By Ian Holloway, head of legislation and compliance at Cintra HR & Payroll Services

6 April 2017 marked the start of a tax year that sees more changes that I can ever remember.

We are more than used to the usual changes to tax and National Insurance bands, Student Loan thresholds and rates of SSP and SMP, etc. These are just something that happen at the start of every tax year and we take all of these in our stride. Besides, we have known about them for months, our software is updated and we are fully prepared.

The same cannot be said for Optional Remuneration Arrangements (OpRA), replacing salary sacrifice. Unless a grandfathering period exists, these rules are effective 6 April 2017 and require employers to ascertain whether they are providing a Type A or Type B OpRA and then make the taxable and NI’able benefit calculation accordingly. Finance (No.2) Bill 2017 was published on 20 March and provides all the necessary information. However, that will not / cannot be read by the vast majority of employers – and why should we have to digest technical information directly from legislation in the first place? However, HMRC published guidance on 20 March 2017 in the form of pages that will be inserted into their Employment Income Manual once the Bill receives Royal Assent (later in 2017). This is not easy to digest either.

Nevertheless, despite the fact that there is no easy-to-read guidance, the fact that the March bill differs from the draft bill in December and the fact that there are unanswered questions, employers will still be required to implement the new rules. If they can understand them, will they be able to amend their software and communicate with their employees in time? Of course not, and it is absurd to place this new administration burden on employers, advisers and service providers with the expectation that they will be compliant. Would HMRC be expected to implement something totally new and fundamentally different in the space of less than three weeks? They are still getting used to the collection and administration of data in real time!

Dataset entries:

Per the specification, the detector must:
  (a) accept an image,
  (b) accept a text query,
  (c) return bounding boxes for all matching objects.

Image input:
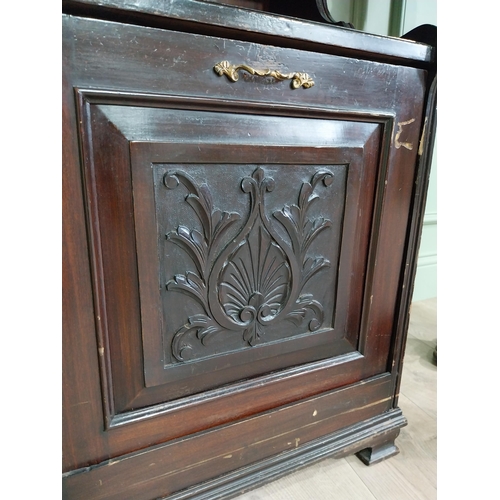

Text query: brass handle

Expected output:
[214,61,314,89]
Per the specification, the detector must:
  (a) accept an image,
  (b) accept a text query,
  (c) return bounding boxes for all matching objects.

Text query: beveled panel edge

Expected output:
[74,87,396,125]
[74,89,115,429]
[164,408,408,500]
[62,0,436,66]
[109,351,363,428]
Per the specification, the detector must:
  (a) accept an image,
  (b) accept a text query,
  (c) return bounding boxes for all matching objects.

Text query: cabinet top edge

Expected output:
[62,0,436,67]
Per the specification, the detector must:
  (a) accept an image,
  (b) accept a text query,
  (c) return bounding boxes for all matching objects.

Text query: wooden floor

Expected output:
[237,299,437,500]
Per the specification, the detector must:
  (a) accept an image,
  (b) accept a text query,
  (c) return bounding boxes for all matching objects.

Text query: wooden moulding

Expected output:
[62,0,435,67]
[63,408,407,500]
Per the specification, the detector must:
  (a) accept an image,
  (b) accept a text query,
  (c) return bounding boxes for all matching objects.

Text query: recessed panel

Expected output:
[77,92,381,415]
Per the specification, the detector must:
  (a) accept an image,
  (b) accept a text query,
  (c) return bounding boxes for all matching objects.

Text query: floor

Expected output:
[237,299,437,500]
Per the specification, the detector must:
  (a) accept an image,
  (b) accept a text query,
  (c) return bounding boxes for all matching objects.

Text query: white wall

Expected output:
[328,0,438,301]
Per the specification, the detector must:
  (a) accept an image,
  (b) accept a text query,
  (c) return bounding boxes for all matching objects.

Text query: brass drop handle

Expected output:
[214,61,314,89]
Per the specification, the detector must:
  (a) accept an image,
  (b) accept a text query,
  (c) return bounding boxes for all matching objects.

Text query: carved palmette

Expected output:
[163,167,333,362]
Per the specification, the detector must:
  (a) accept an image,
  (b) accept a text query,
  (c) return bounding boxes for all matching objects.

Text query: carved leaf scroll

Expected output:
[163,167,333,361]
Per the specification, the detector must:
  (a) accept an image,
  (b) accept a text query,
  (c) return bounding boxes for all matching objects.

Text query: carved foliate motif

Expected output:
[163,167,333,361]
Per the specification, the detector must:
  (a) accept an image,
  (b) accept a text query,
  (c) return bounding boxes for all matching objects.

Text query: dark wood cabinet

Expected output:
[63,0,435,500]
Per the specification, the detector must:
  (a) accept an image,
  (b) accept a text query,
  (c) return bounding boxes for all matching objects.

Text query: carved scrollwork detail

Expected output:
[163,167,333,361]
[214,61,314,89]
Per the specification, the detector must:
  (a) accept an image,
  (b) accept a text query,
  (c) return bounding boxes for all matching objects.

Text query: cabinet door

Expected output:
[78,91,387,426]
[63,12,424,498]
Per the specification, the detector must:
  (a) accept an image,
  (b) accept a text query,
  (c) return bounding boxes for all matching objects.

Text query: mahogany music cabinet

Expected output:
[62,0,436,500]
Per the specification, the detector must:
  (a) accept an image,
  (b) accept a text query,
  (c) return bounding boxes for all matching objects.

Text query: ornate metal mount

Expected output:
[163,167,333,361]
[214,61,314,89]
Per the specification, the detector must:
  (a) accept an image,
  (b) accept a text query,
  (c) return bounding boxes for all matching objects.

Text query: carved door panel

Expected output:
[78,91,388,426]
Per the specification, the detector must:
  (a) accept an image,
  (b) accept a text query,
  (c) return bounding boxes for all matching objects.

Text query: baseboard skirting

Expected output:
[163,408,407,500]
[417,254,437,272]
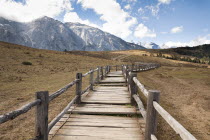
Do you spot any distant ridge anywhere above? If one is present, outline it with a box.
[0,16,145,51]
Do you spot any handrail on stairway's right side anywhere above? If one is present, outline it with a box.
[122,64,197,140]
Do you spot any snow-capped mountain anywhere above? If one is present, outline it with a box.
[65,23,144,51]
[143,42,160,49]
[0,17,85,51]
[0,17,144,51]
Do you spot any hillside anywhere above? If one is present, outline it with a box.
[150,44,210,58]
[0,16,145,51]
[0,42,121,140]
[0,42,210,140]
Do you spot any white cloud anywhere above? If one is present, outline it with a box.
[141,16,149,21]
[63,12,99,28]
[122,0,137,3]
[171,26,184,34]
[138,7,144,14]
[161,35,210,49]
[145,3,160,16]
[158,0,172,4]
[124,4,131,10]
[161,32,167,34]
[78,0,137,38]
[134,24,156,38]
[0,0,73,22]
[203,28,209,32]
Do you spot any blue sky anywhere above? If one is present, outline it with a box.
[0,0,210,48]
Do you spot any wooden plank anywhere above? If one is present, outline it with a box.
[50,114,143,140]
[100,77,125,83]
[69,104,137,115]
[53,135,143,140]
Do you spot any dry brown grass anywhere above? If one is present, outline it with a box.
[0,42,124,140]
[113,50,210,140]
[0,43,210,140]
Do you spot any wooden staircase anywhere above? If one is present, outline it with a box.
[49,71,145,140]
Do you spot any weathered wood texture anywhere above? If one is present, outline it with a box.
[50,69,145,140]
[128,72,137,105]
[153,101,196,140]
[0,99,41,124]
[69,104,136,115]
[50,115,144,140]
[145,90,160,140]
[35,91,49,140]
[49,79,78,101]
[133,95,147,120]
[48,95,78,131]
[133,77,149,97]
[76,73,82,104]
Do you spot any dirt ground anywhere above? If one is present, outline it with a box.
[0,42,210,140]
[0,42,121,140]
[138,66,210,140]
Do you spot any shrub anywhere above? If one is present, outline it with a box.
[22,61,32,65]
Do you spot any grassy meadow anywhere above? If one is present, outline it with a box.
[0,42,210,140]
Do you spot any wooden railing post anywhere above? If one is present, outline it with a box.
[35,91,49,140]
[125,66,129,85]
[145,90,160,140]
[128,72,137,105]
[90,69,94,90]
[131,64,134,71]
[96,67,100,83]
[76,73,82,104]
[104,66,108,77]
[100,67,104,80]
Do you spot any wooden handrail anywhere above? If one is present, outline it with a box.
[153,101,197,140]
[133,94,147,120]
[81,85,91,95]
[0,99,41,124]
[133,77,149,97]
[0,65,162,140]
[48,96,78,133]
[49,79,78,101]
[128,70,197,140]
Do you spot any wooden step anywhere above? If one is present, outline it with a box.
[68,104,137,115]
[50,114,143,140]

Task list:
a) In the article on the 2017 tax year changes, write out the passage from "Nevertheless, despite the" up to and including "in real time!".
b) In the article on the 2017 tax year changes, on what date was Finance (No.2) Bill 2017 published?
c) Proceed with the article on the 2017 tax year changes, picking up after its final sentence.

Results:
a)
Nevertheless, despite the fact that there is no easy-to-read guidance, the fact that the March bill differs from the draft bill in December and the fact that there are unanswered questions, employers will still be required to implement the new rules. If they can understand them, will they be able to amend their software and communicate with their employees in time? Of course not, and it is absurd to place this new administration burden on employers, advisers and service providers with the expectation that they will be compliant. Would HMRC be expected to implement something totally new and fundamentally different in the space of less than three weeks? They are still getting used to the collection and administration of data in real time!

b) 20 March 2017.

c)
I hold my hands up in awe to anyone that can fully understand and explain OpRA. I hold my hands up even higher if they are able to change software and communicate before the first payday in the new tax year. Plus, this is not just about making the right tax and National Insurance choices – it is also about amending employee contracts as well.

When it comes to significant changes, the profession needs more time to prepare. I foresee non-compliance all over the place through no fault of the employer at all. While it has been done before, the start of the new tax year is probably the time to make our concerns known to the co-chairs of the Employment and Payroll Group (EPG). After all, their raison d‘être is to focus on “high-level operational policy and process issues” and to “discuss issues or problems in administering payroll obligations or in relation to employment tax issues more generally”.